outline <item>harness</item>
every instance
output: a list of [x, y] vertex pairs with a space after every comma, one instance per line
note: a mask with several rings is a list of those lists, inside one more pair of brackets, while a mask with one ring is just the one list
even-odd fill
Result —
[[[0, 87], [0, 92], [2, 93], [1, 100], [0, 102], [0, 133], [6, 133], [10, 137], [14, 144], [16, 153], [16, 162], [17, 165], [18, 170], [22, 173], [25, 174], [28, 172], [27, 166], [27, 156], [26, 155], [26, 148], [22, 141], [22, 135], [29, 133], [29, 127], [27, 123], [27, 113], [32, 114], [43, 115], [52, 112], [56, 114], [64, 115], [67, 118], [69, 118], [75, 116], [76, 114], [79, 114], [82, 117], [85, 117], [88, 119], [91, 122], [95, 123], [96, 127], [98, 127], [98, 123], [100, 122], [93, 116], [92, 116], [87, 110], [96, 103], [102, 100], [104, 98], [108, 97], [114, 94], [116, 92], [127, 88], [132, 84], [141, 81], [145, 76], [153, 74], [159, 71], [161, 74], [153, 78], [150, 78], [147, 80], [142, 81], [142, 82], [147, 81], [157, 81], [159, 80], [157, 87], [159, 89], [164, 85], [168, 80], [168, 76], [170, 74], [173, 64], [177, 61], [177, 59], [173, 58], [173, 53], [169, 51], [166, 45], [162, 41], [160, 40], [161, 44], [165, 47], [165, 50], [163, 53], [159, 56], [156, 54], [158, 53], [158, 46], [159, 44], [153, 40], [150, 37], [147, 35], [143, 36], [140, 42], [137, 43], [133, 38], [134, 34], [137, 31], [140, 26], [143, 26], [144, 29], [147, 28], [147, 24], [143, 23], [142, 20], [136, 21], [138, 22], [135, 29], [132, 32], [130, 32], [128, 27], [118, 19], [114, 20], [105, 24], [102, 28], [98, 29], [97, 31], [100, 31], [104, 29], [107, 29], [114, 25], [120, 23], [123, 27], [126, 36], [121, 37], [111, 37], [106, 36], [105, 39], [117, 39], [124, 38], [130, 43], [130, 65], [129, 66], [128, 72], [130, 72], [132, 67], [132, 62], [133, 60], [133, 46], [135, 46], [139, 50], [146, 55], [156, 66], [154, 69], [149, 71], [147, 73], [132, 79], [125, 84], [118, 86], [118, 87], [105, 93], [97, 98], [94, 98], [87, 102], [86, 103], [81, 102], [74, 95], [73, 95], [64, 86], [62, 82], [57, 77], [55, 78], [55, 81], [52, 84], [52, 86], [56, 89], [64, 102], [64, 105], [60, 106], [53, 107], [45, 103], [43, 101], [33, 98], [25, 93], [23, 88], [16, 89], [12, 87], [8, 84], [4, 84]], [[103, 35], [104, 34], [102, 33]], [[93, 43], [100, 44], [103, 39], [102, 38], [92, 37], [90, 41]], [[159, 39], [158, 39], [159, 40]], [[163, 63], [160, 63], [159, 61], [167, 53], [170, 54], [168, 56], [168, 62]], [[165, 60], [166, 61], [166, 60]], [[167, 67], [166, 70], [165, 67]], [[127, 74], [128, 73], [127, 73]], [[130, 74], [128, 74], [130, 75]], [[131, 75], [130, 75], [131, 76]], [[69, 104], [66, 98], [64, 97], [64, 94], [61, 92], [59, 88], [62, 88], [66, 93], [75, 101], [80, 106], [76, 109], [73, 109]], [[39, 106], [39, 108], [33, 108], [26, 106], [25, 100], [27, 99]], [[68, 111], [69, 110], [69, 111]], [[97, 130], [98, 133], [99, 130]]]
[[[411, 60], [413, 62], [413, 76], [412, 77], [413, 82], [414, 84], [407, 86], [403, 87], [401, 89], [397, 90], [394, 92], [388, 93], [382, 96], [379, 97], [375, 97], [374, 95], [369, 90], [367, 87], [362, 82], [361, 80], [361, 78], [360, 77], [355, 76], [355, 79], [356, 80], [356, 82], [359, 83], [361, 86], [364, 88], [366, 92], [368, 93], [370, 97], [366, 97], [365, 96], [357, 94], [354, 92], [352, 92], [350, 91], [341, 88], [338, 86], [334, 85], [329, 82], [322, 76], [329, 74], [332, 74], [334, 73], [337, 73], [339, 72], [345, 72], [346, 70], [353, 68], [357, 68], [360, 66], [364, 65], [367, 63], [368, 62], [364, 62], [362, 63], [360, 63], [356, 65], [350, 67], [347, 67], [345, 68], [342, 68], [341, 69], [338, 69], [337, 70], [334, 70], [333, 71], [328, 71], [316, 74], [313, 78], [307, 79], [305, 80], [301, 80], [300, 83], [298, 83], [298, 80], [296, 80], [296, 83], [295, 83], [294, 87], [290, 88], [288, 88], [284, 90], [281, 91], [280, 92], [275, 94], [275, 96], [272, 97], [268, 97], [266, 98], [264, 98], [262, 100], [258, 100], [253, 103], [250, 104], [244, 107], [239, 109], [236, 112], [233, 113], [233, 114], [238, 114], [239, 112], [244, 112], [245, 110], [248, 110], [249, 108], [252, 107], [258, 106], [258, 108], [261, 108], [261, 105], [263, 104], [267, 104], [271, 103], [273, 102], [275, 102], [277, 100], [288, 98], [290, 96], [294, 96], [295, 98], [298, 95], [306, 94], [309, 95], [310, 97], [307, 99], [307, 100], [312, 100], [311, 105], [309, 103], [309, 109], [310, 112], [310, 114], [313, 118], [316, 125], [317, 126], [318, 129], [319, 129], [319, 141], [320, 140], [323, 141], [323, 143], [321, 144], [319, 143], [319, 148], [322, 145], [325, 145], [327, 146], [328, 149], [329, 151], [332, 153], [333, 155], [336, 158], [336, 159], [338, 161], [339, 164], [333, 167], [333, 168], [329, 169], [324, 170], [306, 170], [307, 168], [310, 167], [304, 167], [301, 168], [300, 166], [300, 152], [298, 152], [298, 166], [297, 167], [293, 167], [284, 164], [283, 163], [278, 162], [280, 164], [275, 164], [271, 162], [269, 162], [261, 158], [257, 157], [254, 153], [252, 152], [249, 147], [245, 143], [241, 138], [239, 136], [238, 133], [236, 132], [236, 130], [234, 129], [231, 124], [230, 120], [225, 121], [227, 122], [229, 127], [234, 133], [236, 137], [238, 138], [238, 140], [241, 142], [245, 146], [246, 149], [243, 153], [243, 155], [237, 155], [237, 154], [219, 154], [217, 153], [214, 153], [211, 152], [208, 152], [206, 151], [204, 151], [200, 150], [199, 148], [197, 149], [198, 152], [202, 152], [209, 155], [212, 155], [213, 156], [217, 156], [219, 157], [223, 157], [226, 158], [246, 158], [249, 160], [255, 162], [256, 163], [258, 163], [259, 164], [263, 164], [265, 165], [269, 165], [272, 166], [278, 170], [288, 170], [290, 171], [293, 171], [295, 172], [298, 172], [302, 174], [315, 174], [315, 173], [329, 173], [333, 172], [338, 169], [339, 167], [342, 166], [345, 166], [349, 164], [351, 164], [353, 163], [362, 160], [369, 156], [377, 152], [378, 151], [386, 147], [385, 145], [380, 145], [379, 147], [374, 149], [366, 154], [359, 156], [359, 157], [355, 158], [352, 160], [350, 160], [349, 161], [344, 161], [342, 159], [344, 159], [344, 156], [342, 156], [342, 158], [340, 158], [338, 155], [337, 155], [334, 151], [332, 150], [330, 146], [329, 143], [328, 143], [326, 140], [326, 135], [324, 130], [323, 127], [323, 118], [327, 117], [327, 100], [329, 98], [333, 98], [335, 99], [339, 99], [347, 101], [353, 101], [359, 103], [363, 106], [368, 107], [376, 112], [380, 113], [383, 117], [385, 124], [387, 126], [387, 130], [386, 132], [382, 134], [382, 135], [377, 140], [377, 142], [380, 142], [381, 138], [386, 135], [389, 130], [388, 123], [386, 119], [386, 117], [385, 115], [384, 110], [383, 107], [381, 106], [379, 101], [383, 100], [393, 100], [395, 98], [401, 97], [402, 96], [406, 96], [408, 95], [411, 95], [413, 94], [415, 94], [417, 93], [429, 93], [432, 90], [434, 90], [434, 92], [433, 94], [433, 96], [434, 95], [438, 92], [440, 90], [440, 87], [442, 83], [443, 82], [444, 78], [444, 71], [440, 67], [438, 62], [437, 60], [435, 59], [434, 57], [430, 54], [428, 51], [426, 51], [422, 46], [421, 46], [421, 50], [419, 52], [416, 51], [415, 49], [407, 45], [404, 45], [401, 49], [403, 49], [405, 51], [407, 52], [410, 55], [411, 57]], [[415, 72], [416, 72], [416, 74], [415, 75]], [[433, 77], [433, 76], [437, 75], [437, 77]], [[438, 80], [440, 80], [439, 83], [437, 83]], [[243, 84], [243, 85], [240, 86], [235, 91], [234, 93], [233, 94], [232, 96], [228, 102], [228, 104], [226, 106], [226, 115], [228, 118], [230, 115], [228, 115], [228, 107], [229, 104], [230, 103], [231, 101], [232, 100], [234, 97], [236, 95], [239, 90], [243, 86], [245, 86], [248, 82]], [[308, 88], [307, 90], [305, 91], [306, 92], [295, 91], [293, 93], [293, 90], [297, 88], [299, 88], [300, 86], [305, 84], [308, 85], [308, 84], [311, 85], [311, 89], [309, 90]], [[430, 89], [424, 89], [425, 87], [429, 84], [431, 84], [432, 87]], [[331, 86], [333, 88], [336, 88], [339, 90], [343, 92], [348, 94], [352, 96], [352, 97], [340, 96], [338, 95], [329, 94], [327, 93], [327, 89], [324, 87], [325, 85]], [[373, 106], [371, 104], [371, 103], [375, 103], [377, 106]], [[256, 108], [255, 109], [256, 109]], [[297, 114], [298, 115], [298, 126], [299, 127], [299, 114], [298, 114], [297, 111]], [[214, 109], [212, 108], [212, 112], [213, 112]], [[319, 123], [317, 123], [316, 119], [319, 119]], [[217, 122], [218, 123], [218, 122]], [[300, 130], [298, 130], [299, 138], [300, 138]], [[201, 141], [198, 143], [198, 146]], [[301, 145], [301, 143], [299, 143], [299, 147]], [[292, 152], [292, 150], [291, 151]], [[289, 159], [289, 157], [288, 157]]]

════

- **Brief**
How many lines in the records above contain the string "every"? Case counts. Give only the number.

- **Result of the task**
2